Goal of the exercise: Images don't belong in the copy. Output the rest of the data exactly.

(Source material)

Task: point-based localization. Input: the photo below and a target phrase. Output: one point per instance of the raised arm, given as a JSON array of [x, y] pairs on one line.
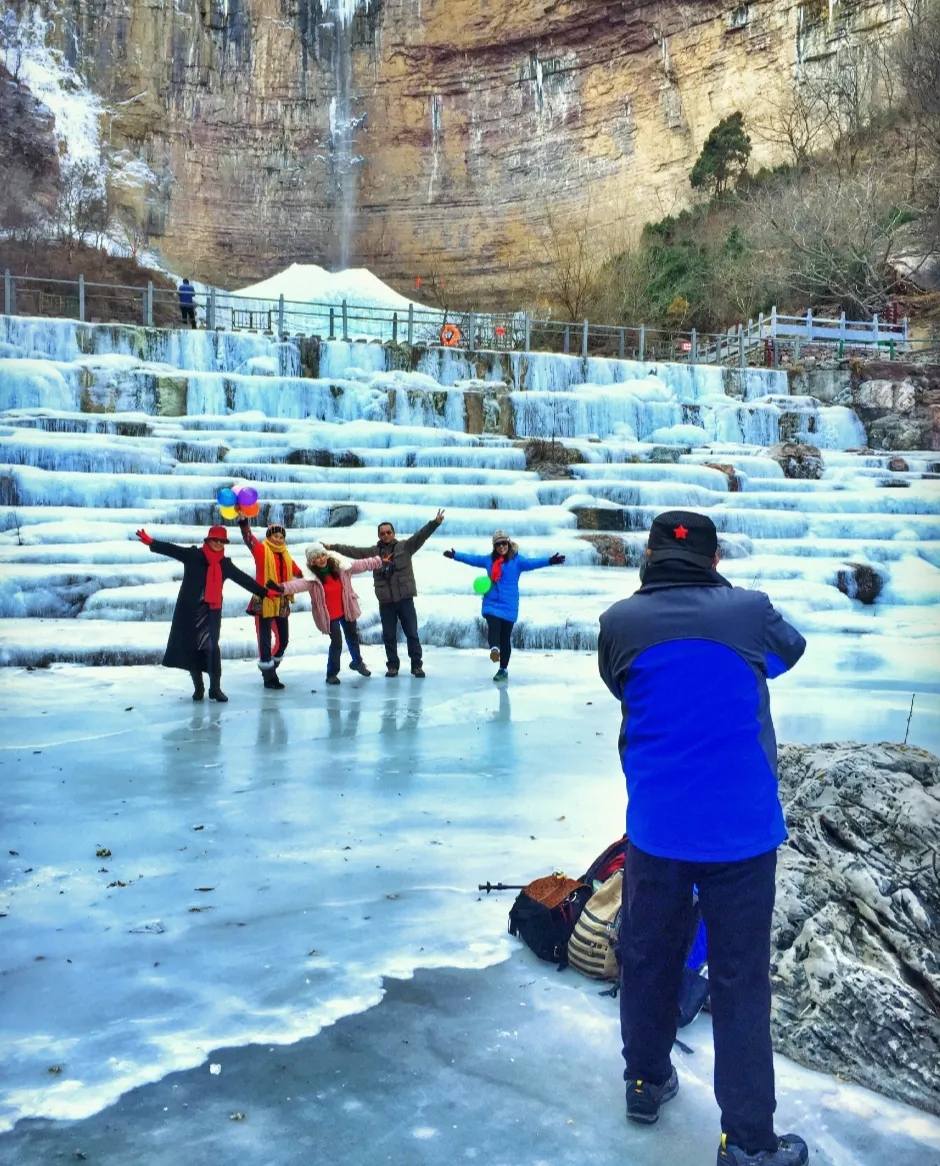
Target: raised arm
[[418, 540], [372, 563], [250, 540], [535, 564], [783, 644], [238, 576], [181, 554], [296, 587], [351, 552], [484, 561]]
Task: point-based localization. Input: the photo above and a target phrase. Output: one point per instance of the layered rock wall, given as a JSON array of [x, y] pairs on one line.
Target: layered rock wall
[[486, 124]]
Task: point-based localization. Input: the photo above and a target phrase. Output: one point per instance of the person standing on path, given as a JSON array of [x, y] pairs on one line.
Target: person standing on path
[[688, 658], [188, 302], [500, 603], [194, 639], [334, 604], [272, 562], [395, 589]]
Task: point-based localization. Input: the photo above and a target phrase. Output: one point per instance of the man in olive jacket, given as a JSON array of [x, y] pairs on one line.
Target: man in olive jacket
[[395, 588]]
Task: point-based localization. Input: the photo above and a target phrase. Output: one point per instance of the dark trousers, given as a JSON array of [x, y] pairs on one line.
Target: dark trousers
[[208, 631], [736, 900], [499, 633], [271, 629], [392, 615], [338, 629]]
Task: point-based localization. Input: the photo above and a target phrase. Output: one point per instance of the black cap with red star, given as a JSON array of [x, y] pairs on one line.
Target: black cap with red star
[[681, 534]]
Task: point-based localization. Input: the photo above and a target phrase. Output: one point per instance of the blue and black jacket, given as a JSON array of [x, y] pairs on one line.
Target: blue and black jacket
[[503, 597], [689, 665]]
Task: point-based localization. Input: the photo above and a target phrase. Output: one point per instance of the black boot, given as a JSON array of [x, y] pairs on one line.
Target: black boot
[[215, 687]]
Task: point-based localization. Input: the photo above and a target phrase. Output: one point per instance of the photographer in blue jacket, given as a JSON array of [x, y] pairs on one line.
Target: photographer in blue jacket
[[688, 658], [500, 603]]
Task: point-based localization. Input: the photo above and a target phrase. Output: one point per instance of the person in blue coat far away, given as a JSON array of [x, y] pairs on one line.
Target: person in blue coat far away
[[500, 603]]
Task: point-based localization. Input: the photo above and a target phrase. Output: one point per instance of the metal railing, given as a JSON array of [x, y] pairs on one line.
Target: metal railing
[[765, 341]]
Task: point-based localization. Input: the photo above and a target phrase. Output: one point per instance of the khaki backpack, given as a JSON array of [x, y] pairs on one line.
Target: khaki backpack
[[590, 949]]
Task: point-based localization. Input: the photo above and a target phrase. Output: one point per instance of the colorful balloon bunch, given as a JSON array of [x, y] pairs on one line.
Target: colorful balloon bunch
[[232, 501]]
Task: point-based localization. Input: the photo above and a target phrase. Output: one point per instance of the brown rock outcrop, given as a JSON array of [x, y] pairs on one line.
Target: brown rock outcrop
[[479, 120]]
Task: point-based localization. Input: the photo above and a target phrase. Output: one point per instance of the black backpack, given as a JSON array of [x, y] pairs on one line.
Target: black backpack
[[545, 913]]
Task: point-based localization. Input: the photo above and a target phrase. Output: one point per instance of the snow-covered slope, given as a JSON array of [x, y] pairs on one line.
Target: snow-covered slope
[[89, 455]]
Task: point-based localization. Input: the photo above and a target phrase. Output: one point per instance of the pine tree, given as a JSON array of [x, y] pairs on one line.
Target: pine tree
[[724, 155]]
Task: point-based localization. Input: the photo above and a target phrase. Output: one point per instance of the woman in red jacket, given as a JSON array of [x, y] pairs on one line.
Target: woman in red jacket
[[272, 563]]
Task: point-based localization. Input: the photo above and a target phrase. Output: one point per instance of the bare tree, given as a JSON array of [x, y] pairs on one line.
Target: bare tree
[[569, 255], [833, 238]]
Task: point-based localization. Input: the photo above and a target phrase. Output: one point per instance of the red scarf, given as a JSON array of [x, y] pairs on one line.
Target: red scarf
[[214, 577]]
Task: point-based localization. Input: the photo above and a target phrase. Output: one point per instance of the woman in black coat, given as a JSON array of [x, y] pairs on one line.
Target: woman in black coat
[[194, 641]]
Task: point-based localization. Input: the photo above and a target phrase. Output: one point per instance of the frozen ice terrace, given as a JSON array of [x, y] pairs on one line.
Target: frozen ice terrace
[[107, 428]]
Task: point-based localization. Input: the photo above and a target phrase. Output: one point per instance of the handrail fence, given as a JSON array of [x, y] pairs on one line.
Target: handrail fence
[[770, 339]]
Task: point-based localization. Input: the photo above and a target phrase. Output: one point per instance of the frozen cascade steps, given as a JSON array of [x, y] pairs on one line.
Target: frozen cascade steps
[[86, 456]]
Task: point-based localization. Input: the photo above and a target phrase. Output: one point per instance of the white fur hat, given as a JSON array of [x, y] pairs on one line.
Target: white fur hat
[[316, 549]]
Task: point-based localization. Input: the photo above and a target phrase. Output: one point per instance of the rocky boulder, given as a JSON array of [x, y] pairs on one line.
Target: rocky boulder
[[798, 461], [856, 931], [861, 582]]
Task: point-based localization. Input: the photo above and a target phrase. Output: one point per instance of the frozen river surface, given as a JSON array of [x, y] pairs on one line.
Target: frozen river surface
[[289, 893]]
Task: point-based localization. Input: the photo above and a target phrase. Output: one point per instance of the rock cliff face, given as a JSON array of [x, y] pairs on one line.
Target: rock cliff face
[[483, 118], [855, 970]]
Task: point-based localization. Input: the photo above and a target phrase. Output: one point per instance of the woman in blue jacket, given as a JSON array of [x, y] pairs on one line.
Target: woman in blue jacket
[[500, 604]]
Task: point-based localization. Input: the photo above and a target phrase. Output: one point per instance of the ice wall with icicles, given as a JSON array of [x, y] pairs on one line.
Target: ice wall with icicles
[[106, 428]]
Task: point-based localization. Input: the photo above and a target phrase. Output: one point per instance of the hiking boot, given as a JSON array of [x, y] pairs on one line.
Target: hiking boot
[[791, 1151], [644, 1098]]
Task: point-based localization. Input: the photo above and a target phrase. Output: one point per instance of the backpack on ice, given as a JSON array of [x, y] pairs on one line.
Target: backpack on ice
[[590, 949], [545, 913]]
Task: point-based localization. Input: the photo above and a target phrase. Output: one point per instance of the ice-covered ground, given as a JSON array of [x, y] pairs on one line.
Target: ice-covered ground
[[271, 861], [123, 969]]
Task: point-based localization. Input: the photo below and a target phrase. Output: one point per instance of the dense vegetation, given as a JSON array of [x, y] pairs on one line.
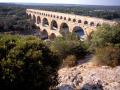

(End Source material)

Response:
Task: point-based localization. Input: the photo below and a target phrase. Output: one point per instance of the raised arm, given as a JSON array of [x, y] pairs on one line.
Target: raised arm
[[418, 540], [372, 563], [250, 540], [535, 564], [783, 644], [238, 576], [181, 554], [296, 587], [351, 552], [484, 561]]
Task: point-based localization. Input: the photo above and a target phrase. Output: one point per instance of the layered rock wall, given as a JSON array of [x, y] pairs on one line.
Target: layered rock wall
[[486, 124]]
Task: point-based localization. Input: the photo above and a target phrase. Output: one point per instance of the person standing on path, given as a JSON array of [x, y] pairs on one line.
Target: person standing on path
[[688, 658], [188, 302], [500, 603], [194, 639], [334, 604], [272, 562], [395, 589]]
Task: point-based localization. Input: the photo above and a target phrase. Output: one point per instance of the man in olive jacket, given as a JSON array of [x, y] pairs on one line.
Target: man in olive jacket
[[395, 588]]
Task: point-based localization. Input: the photo above and a target phrase. Output: one point per instance of the dark trousers, given as a JSON array of [x, y] pairs on one line.
Target: dark trousers
[[208, 631], [736, 900], [499, 633], [271, 629], [392, 615], [338, 629]]
Task: point-based localization. Input: the photo above and a target phrase. Output: one point per instance of the black cap with red star, given as a JSON array of [x, y] pairs on one line.
Target: black cap with red star
[[681, 534]]
Task: point-based localization. Input: the photo above and a target phrase. Output: one point per instance of the blue and black jacket, given as a JSON array of [x, y] pairs on one line.
Target: blue and black jacket
[[503, 597], [689, 665]]
Task: point-based localization. Input: the photo above and a target phrase. Output: one point per instance of the black boot, given as a JSON array of [x, y] pairs on one line.
Target: black boot
[[215, 687]]
Task: point-based localization. Input: the photo above and a target phrase. Output: one point per instance of the photographer in blue jacket, given as a JSON array of [x, y] pairs on one line.
Target: photographer in blue jacket
[[688, 658], [500, 603]]
Task: point-based localization. Input: the photo above and a target phrase. Output: one point per instance of the person in blue coat far away, given as a JSON array of [x, y] pairs on one line.
Target: person in blue coat far away
[[500, 603]]
Task: point-based localization. Input: the photo above and a target phrase. Output: one point per instance of the metal railing, given as a JSON array of [x, y] pairs on one line.
Target: metal railing
[[765, 341]]
Task: point-based localization. Input: the photo above and a target phrase. Output: one point per instance of the khaki backpack, given as a JSON array of [x, y] pairs on one line.
Target: khaki backpack
[[590, 949]]
Task: point-based localization. Input: the photo above and a target phrase. Output: one point per instance of the colorful balloon bunch, given as a JSON array of [x, y] pairs on one line.
Target: colorful balloon bunch
[[232, 501]]
Task: point-based localization. Input: the photo above and a target phrase. Output: one point per instance of the brown rock outcrop, given as a JSON array of [x, y] pairs on one line.
Target: brown rock outcrop
[[479, 120]]
Task: point-based localization. Input: the photo above and a target phrase. Output: one point per instance of the black backpack, given as a JSON array of [x, y] pairs on one line.
Target: black backpack
[[545, 913]]
Task: point-based localization. Input: the photo above and a target phrase. Output: one point per instance of the snow-covered slope, given as a JSON array of [x, y] pairs on one line.
Target: snow-covered slope
[[89, 455]]
Task: point-based localization. Input: the photo above and a target phrase. Output: one point per instance of the pine tree, given as a JSON array of [x, y] pairs on one line.
Target: pine tree
[[724, 155]]
Task: point-based localization. Input: the photo above and a target phrase. Output: one point per instance of the woman in red jacket, given as a JSON array of [x, y] pairs on one line.
Target: woman in red jacket
[[272, 563]]
Task: point-based localization. Input: the photo above and a target phrase. Output: one point per instance of the bare tree, given as a JSON array of [x, y] pairs on one line.
Target: bare tree
[[569, 255], [833, 238]]
Task: point-based localization. Input: the photo above and a target phrase. Output: one point per instance of the red scarf, given as a JSON array of [x, y] pairs on one line.
Target: red scarf
[[214, 577]]
Task: point-based localization. Input: the photo above and a target phrase. Output: one point per instance of the woman in black coat, given as a JSON array of [x, y] pairs on one line.
Target: woman in black coat
[[194, 641]]
Task: point-based localization. Input: the photo above and a target phrase. Output: one point per instance of the frozen ice terrace, given as a JSON array of [x, y] pairs on one line.
Target: frozen ice terrace
[[107, 428]]
Task: point-based localization. Input: the photo above and a target phrase. Output: one point per instance of the handrail fence, given as a JSON array of [x, y] pairs on one line.
Target: handrail fence
[[770, 339]]
Task: point-based localization. Input: the photo above and a target phrase. Output: one point per instance of the frozen cascade steps, given as a JSON array of [x, y] pairs on one line.
Target: frozen cascade steps
[[86, 456]]
Task: point-based localization. Input: the photo above and a target phrase. Output: one point per instance of the white fur hat, given as a JSON array of [x, y] pairs on one line.
Target: white fur hat
[[316, 549]]
Task: point-based localization. Input: the photo above and a target phrase. Output: one point per instance of the rocky boulder, given as a JSON array of [x, y] pairs on one line.
Target: rocky boulder
[[798, 461], [856, 931], [861, 582]]
Task: point-based localization. Input: the photo above and a target phrase. Output: one point per instance of the frozen river surface, given as a JSON array of [x, y] pairs on one line.
Target: frozen river surface
[[289, 893]]
Task: point-based localization. Input: the photo above and a target phrase. Output: one point per instance of the rock cliff face, given as a JSON array of [x, y] pairs on one line.
Target: rock cliff face
[[483, 118], [855, 970]]
Task: point-based localization. Input: the photo above and a target phrase. Output: one point per instance of the woman in blue jacket, given as a JSON array of [x, y] pairs on one line.
Target: woman in blue jacket
[[500, 604]]
Task: point-based localization. Input: the photo above and a target phrase. Output: one point per instance of the ice wall with icicles, given as a JSON array of [x, y] pairs on one line.
Target: ice wall with icicles
[[106, 428]]
Task: point-based localization. Input: the photo above and a target phrase. Output: one point per instance of the hiking boot, given as a JSON array of [x, y] pairs on one line.
Target: hiking boot
[[791, 1151], [644, 1098]]
Task: point-based localization. Input: the photo above and a target phrase. Output: one point per instance of the backpack on ice, given as a JSON array of [x, y] pairs on one line.
Target: backpack on ice
[[590, 949], [545, 913]]
Task: point-based localization. Input: the photo above and a target phrase. Output: one point per instance of the ice-covered ground, given as a JSON array of [x, y] pairs on one line.
Target: ice-covered ground
[[271, 861], [123, 969]]
Task: point-based localization. Input: the photo below and a target phrase. Output: one point per instance of the dense vegetation, given as a JSON array of [x, y] pairs on one line.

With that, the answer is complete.